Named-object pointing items
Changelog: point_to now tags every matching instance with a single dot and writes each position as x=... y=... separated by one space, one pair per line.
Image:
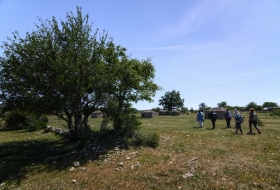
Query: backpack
x=240 y=119
x=228 y=115
x=255 y=117
x=214 y=116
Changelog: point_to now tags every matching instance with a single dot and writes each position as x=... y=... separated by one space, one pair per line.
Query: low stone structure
x=96 y=114
x=149 y=114
x=165 y=112
x=219 y=111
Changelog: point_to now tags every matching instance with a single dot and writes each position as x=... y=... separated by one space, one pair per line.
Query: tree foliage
x=269 y=104
x=202 y=106
x=222 y=104
x=253 y=105
x=65 y=70
x=171 y=100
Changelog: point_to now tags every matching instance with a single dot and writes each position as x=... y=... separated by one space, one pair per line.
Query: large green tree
x=222 y=104
x=269 y=104
x=65 y=70
x=253 y=105
x=202 y=106
x=171 y=100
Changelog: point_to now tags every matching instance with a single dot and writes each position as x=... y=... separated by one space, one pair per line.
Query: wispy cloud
x=195 y=17
x=185 y=47
x=243 y=75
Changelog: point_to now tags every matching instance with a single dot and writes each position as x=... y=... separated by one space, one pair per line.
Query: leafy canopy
x=66 y=70
x=171 y=100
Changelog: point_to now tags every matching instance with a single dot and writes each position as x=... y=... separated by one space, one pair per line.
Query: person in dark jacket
x=237 y=117
x=213 y=117
x=227 y=116
x=253 y=119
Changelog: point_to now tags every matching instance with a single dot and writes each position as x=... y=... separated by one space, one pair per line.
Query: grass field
x=223 y=159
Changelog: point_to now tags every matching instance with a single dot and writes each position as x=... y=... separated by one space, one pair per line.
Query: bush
x=260 y=123
x=15 y=120
x=275 y=112
x=143 y=139
x=37 y=125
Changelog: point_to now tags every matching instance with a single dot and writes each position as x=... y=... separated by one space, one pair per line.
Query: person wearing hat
x=213 y=118
x=253 y=119
x=200 y=118
x=227 y=116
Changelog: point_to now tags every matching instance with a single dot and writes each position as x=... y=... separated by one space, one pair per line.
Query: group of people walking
x=238 y=118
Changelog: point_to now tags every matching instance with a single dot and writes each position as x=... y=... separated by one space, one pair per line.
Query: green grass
x=225 y=160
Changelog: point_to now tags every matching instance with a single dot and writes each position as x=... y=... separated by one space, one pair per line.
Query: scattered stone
x=194 y=159
x=188 y=175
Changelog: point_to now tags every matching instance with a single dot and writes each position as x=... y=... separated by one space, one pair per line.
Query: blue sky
x=209 y=50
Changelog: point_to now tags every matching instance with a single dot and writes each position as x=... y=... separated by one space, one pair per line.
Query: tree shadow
x=252 y=133
x=20 y=158
x=198 y=127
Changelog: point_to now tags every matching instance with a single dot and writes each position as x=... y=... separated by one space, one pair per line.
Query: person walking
x=238 y=120
x=200 y=118
x=213 y=118
x=227 y=116
x=253 y=119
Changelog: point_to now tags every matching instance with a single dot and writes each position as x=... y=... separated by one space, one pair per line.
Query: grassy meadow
x=188 y=157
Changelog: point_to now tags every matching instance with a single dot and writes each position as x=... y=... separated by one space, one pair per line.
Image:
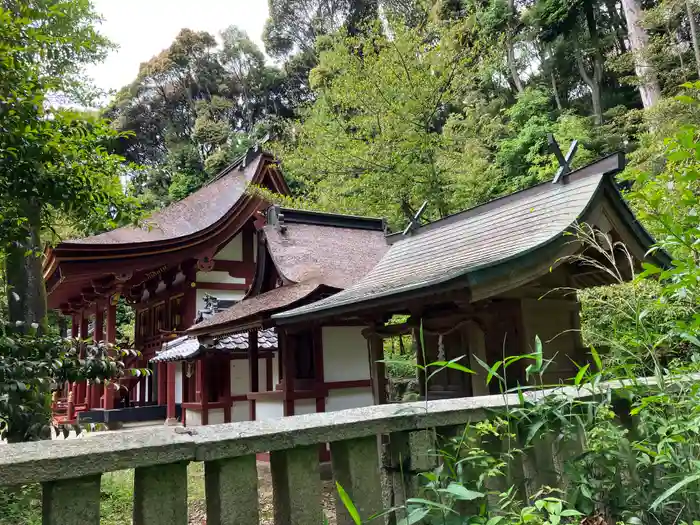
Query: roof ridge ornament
x=564 y=162
x=415 y=221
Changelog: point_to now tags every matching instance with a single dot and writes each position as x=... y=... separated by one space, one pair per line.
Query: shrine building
x=247 y=311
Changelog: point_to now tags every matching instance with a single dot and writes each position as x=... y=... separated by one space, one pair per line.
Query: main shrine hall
x=249 y=311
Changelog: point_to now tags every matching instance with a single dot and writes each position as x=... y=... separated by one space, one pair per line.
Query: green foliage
x=31 y=367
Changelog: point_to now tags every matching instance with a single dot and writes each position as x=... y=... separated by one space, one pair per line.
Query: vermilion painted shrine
x=247 y=311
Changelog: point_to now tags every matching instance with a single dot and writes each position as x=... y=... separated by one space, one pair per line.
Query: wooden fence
x=368 y=445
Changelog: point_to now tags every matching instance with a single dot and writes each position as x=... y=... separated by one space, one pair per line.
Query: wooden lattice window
x=160 y=321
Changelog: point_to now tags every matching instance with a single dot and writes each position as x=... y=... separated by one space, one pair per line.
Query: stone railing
x=70 y=471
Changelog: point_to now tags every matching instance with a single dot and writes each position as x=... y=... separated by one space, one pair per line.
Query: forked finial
x=564 y=162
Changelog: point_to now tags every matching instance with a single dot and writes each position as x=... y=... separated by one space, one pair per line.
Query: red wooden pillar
x=75 y=326
x=188 y=307
x=170 y=412
x=74 y=333
x=288 y=371
x=83 y=386
x=142 y=390
x=253 y=374
x=111 y=338
x=97 y=336
x=228 y=403
x=202 y=386
x=162 y=383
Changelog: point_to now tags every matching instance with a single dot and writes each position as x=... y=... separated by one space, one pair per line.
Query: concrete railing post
x=232 y=491
x=296 y=486
x=71 y=501
x=160 y=495
x=356 y=469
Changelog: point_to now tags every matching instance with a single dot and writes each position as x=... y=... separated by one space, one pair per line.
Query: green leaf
x=414 y=516
x=461 y=492
x=570 y=512
x=596 y=359
x=672 y=490
x=580 y=374
x=349 y=505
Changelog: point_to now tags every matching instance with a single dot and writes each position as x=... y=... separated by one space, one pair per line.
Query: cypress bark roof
x=192 y=214
x=313 y=252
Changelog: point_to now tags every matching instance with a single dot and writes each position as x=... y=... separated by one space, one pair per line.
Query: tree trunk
x=593 y=84
x=510 y=51
x=693 y=33
x=649 y=88
x=595 y=80
x=560 y=107
x=617 y=23
x=513 y=68
x=25 y=280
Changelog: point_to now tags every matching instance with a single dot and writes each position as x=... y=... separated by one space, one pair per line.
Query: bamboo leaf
x=349 y=505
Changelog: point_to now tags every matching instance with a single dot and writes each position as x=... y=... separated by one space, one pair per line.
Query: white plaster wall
x=233 y=251
x=219 y=294
x=345 y=356
x=216 y=416
x=240 y=383
x=178 y=383
x=304 y=406
x=268 y=409
x=240 y=411
x=239 y=377
x=262 y=375
x=349 y=398
x=218 y=276
x=193 y=418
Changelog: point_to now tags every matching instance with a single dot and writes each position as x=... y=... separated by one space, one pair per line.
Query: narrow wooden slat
x=71 y=501
x=296 y=486
x=356 y=469
x=160 y=495
x=232 y=491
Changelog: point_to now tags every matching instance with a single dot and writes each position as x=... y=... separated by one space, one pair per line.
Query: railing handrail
x=56 y=460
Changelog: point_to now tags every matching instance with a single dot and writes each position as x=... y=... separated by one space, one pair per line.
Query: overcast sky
x=142 y=28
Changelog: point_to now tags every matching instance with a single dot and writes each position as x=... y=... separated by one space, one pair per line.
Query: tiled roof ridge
x=337 y=220
x=616 y=159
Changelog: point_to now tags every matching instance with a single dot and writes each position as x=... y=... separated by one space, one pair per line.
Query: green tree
x=372 y=141
x=51 y=160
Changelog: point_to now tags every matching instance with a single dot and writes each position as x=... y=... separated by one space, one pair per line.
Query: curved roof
x=488 y=235
x=186 y=348
x=192 y=214
x=334 y=253
x=203 y=221
x=259 y=304
x=314 y=253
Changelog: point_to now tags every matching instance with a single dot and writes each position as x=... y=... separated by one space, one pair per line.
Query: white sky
x=143 y=28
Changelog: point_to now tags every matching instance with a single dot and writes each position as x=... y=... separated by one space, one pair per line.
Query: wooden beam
x=223 y=286
x=253 y=369
x=375 y=346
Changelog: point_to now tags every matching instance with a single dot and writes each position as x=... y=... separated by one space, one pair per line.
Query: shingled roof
x=498 y=232
x=186 y=348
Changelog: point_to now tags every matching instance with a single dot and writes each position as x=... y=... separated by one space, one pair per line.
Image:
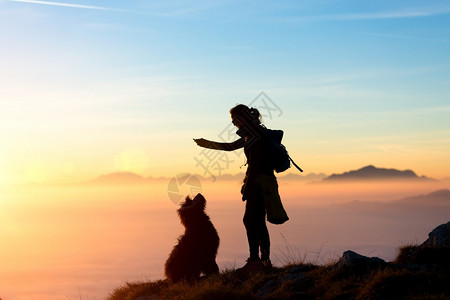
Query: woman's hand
x=202 y=142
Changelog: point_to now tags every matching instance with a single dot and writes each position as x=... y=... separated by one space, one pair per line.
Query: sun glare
x=37 y=171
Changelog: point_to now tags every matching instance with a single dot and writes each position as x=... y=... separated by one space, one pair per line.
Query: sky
x=94 y=87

Description of the task
Gather every line of the items above that contains the word "foliage", and copy each one out in full.

Answer to this task
Query: tree foliage
Query: green foliage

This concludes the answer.